== Point labeling data based on photos ==

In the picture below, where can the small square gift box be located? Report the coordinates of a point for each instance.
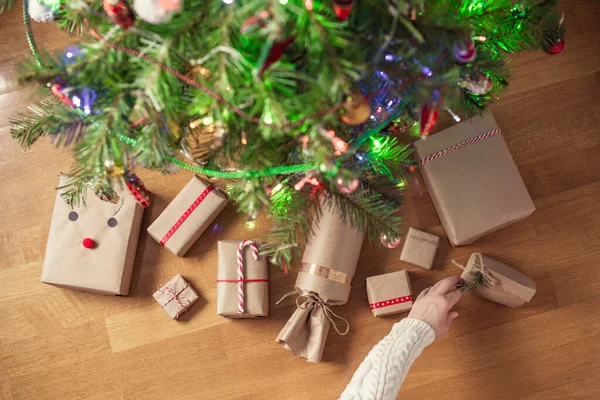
(175, 296)
(186, 218)
(420, 248)
(92, 246)
(473, 181)
(242, 280)
(389, 293)
(495, 281)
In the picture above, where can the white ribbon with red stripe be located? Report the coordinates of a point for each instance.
(457, 146)
(240, 255)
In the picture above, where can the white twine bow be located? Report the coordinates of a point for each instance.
(312, 298)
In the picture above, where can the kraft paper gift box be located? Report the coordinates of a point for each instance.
(112, 228)
(255, 287)
(186, 218)
(389, 293)
(503, 284)
(473, 180)
(324, 279)
(176, 296)
(420, 248)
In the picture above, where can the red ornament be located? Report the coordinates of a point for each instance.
(464, 51)
(88, 243)
(57, 91)
(556, 47)
(119, 12)
(275, 53)
(389, 244)
(343, 8)
(138, 190)
(428, 119)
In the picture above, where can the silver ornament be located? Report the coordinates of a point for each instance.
(41, 12)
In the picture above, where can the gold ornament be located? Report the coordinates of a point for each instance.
(201, 139)
(198, 72)
(356, 111)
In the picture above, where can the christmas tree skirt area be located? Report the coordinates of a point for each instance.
(275, 142)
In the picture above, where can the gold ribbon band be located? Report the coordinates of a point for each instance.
(327, 273)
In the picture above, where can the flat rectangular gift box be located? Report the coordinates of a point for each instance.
(389, 293)
(510, 287)
(112, 227)
(176, 296)
(473, 180)
(256, 289)
(419, 248)
(186, 218)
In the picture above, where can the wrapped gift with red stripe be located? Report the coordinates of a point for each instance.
(186, 218)
(473, 181)
(242, 280)
(389, 293)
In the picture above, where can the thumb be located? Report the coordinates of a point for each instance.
(451, 316)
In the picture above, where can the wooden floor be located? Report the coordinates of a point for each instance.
(61, 344)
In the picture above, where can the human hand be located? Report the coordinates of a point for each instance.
(434, 305)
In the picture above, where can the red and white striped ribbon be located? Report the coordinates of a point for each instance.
(457, 146)
(243, 244)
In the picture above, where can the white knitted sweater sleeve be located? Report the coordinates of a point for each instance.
(381, 374)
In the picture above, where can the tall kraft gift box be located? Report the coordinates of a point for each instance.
(92, 247)
(324, 280)
(473, 180)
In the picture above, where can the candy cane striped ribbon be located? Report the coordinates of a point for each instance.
(457, 146)
(243, 244)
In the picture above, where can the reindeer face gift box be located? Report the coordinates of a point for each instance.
(92, 247)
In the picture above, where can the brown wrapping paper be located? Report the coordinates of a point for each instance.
(176, 296)
(476, 189)
(197, 221)
(331, 255)
(256, 294)
(305, 333)
(509, 287)
(389, 293)
(420, 248)
(106, 268)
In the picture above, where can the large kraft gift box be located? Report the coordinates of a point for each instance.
(110, 230)
(503, 284)
(473, 180)
(324, 279)
(255, 287)
(186, 218)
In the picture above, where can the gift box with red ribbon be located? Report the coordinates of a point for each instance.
(175, 296)
(186, 218)
(389, 293)
(472, 178)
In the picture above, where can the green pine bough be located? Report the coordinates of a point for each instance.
(286, 102)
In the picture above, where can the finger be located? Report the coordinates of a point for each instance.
(453, 297)
(450, 317)
(424, 292)
(447, 285)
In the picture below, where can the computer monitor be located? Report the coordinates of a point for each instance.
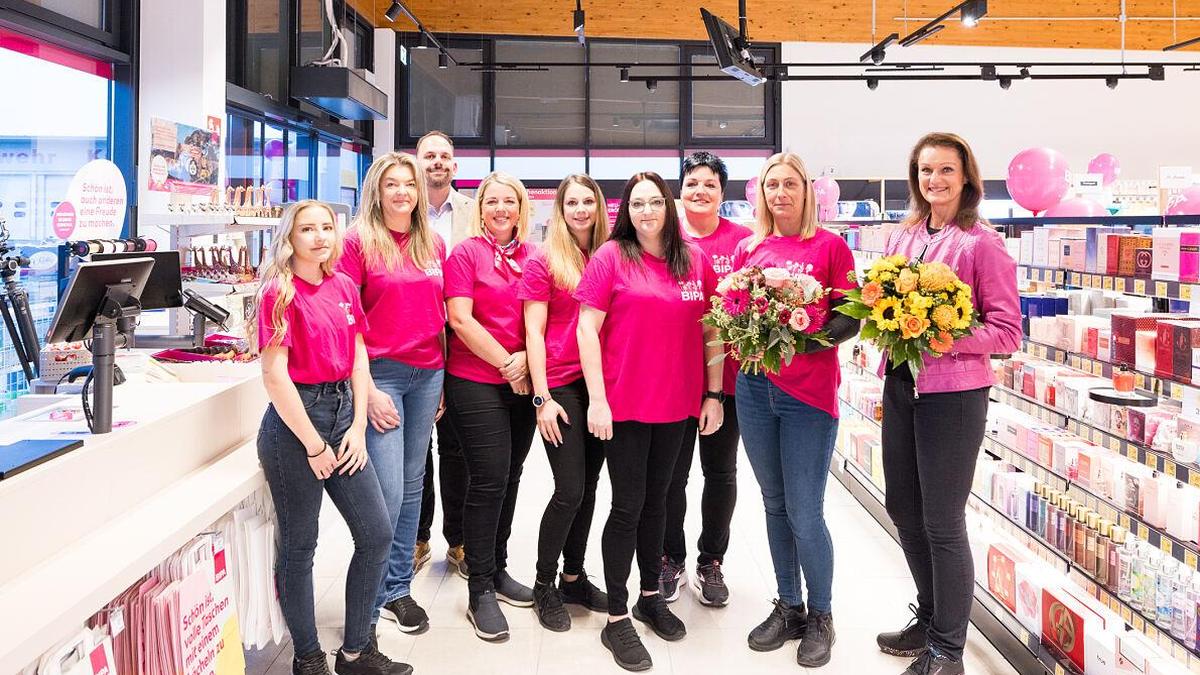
(166, 286)
(85, 293)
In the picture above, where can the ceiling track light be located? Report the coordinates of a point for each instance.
(1182, 45)
(875, 54)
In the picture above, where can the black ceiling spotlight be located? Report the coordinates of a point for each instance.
(577, 21)
(1182, 45)
(394, 12)
(875, 54)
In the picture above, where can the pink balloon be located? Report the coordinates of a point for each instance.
(753, 190)
(826, 190)
(1077, 207)
(1107, 166)
(1038, 178)
(1186, 203)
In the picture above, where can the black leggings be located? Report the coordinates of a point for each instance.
(719, 461)
(930, 446)
(641, 463)
(576, 467)
(496, 429)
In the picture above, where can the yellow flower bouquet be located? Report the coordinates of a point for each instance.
(912, 309)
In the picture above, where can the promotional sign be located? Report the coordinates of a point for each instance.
(184, 159)
(95, 203)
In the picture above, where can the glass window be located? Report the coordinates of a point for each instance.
(450, 100)
(39, 156)
(628, 113)
(726, 108)
(539, 107)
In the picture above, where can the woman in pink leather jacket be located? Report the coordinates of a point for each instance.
(933, 428)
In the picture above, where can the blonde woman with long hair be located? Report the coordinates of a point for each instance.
(579, 225)
(309, 328)
(487, 389)
(395, 260)
(790, 420)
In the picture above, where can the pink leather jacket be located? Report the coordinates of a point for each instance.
(979, 258)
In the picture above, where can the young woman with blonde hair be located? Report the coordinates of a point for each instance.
(309, 328)
(395, 260)
(487, 387)
(577, 227)
(790, 420)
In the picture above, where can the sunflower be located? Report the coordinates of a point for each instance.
(886, 314)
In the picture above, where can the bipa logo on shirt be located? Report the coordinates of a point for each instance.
(691, 291)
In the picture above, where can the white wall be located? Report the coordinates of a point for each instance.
(858, 132)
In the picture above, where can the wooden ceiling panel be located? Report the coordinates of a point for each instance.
(1068, 23)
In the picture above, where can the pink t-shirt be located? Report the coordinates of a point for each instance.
(652, 342)
(811, 378)
(405, 306)
(562, 317)
(719, 246)
(471, 273)
(323, 323)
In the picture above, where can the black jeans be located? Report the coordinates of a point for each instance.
(453, 483)
(641, 463)
(297, 494)
(719, 461)
(576, 467)
(930, 444)
(496, 429)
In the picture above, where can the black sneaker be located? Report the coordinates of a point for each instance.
(582, 591)
(816, 645)
(653, 611)
(549, 603)
(509, 590)
(627, 647)
(784, 623)
(931, 663)
(669, 579)
(370, 662)
(910, 641)
(486, 617)
(316, 663)
(709, 583)
(407, 614)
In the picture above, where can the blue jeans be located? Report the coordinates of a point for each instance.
(790, 446)
(399, 457)
(297, 494)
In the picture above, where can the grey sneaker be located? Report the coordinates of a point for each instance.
(486, 617)
(669, 579)
(509, 590)
(709, 583)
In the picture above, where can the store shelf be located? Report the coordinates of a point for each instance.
(1165, 388)
(1128, 285)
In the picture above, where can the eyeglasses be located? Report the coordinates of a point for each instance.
(655, 204)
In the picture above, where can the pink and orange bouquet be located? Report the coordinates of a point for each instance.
(766, 315)
(912, 309)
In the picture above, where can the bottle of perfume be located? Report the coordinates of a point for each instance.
(1164, 590)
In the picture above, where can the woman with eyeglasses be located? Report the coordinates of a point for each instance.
(641, 346)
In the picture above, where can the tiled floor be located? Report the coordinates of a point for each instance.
(871, 593)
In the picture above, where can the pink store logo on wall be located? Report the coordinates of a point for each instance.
(64, 220)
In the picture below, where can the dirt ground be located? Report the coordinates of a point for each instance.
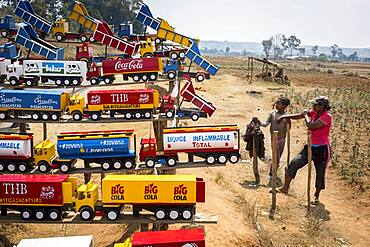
(342, 218)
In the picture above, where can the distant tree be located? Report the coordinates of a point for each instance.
(334, 51)
(353, 57)
(293, 43)
(267, 45)
(314, 49)
(323, 57)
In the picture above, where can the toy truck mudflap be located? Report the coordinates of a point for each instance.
(193, 54)
(27, 37)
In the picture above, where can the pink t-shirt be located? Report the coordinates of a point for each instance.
(320, 136)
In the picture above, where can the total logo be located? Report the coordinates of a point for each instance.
(150, 192)
(118, 192)
(180, 193)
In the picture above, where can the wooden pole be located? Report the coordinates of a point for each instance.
(288, 143)
(309, 149)
(273, 169)
(255, 161)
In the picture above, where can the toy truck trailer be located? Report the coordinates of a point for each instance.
(170, 238)
(28, 38)
(111, 149)
(60, 31)
(40, 104)
(213, 143)
(138, 104)
(7, 26)
(137, 68)
(30, 72)
(167, 196)
(37, 196)
(25, 11)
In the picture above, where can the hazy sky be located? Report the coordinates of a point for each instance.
(315, 22)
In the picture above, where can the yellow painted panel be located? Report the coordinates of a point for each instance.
(149, 189)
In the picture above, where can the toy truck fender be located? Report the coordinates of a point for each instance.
(33, 100)
(36, 190)
(15, 146)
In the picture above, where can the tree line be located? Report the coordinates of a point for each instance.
(114, 12)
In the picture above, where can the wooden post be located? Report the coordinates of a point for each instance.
(255, 161)
(273, 169)
(288, 143)
(45, 131)
(309, 150)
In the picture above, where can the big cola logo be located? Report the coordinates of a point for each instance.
(136, 64)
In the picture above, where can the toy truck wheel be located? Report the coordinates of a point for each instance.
(174, 56)
(22, 167)
(45, 116)
(54, 214)
(210, 159)
(54, 116)
(112, 214)
(169, 114)
(40, 214)
(83, 38)
(65, 167)
(77, 116)
(26, 214)
(58, 82)
(150, 162)
(171, 75)
(153, 77)
(86, 213)
(2, 115)
(117, 164)
(94, 81)
(67, 82)
(174, 214)
(194, 117)
(187, 214)
(160, 213)
(148, 115)
(200, 78)
(222, 159)
(4, 33)
(171, 161)
(43, 166)
(95, 116)
(11, 167)
(59, 36)
(234, 158)
(2, 166)
(129, 164)
(13, 81)
(106, 165)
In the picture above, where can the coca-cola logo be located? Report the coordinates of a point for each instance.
(136, 64)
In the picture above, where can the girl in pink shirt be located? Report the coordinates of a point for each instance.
(318, 121)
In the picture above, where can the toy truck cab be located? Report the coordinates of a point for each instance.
(86, 201)
(76, 107)
(148, 151)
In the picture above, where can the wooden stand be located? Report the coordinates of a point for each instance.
(274, 169)
(309, 150)
(255, 161)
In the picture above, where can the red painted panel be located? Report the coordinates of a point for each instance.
(102, 97)
(31, 189)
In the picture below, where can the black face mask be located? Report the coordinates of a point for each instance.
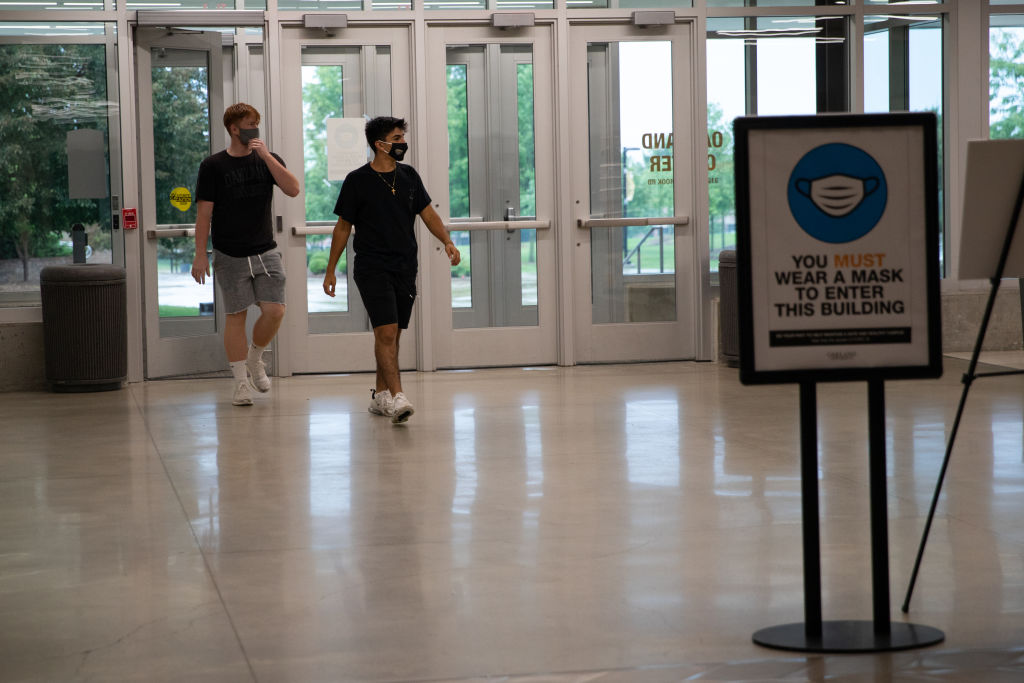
(397, 151)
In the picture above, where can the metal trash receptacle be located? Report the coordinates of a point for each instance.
(728, 309)
(85, 330)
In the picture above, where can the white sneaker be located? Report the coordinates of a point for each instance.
(402, 410)
(381, 402)
(242, 394)
(257, 374)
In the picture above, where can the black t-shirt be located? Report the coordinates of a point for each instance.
(384, 221)
(241, 188)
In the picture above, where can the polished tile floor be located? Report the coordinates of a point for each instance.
(591, 523)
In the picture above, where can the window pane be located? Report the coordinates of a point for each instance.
(55, 110)
(603, 4)
(903, 55)
(726, 101)
(1006, 112)
(349, 5)
(631, 175)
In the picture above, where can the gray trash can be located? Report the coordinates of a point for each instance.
(85, 331)
(728, 309)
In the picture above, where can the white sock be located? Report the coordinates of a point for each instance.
(239, 370)
(256, 352)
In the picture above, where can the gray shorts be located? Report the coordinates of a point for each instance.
(249, 280)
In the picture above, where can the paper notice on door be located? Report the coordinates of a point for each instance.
(346, 146)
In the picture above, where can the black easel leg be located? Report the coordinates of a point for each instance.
(809, 495)
(880, 514)
(968, 379)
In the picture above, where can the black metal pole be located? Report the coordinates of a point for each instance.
(968, 379)
(809, 495)
(880, 502)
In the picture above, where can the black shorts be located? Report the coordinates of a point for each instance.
(387, 296)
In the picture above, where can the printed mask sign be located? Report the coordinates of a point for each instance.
(181, 199)
(838, 248)
(346, 146)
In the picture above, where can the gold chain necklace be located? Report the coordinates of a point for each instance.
(394, 179)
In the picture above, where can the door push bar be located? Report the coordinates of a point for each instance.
(328, 228)
(628, 222)
(171, 231)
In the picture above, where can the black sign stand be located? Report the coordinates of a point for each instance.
(969, 378)
(759, 366)
(814, 635)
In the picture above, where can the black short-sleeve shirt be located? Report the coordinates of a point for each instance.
(241, 188)
(384, 222)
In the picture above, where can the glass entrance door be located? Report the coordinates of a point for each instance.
(180, 100)
(331, 85)
(492, 93)
(636, 283)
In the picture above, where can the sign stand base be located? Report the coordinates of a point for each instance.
(848, 637)
(814, 635)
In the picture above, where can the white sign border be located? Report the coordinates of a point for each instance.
(765, 225)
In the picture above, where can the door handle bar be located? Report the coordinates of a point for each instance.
(314, 227)
(173, 231)
(629, 222)
(498, 225)
(328, 228)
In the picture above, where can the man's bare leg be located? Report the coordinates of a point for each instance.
(268, 323)
(386, 353)
(236, 345)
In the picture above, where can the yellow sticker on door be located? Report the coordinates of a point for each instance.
(181, 199)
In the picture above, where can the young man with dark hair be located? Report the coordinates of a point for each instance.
(382, 200)
(232, 200)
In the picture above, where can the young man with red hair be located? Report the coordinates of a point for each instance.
(232, 198)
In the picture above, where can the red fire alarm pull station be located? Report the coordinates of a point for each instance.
(130, 218)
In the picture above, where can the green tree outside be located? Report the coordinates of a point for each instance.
(46, 90)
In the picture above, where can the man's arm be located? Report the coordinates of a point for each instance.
(285, 178)
(436, 227)
(201, 262)
(339, 240)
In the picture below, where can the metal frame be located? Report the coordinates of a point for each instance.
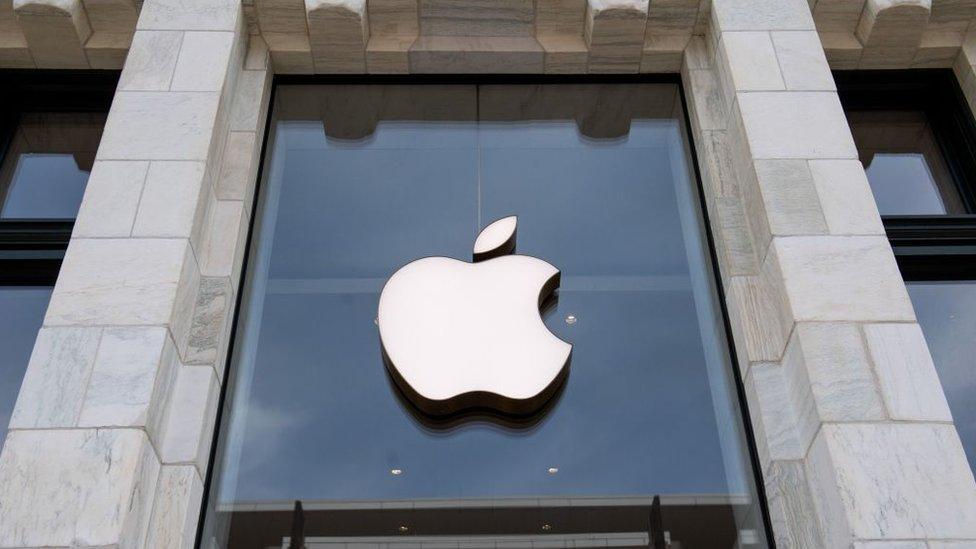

== WRITTEN PROBLEM ==
Gather every line of the items above that contains the word "yellow", and copy each one out in full. Case counts.

== WRITTEN ANSWER ==
In the picture above, where can the yellow flower bouquet be located? Report the coordinates of a point for each instance.
In the picture above, where can the yellow painted panel be located? Report the coordinates of a point for each instance.
In the picture above, where can the yellow sticker on door be located? Report the coordinates of a point for each instance.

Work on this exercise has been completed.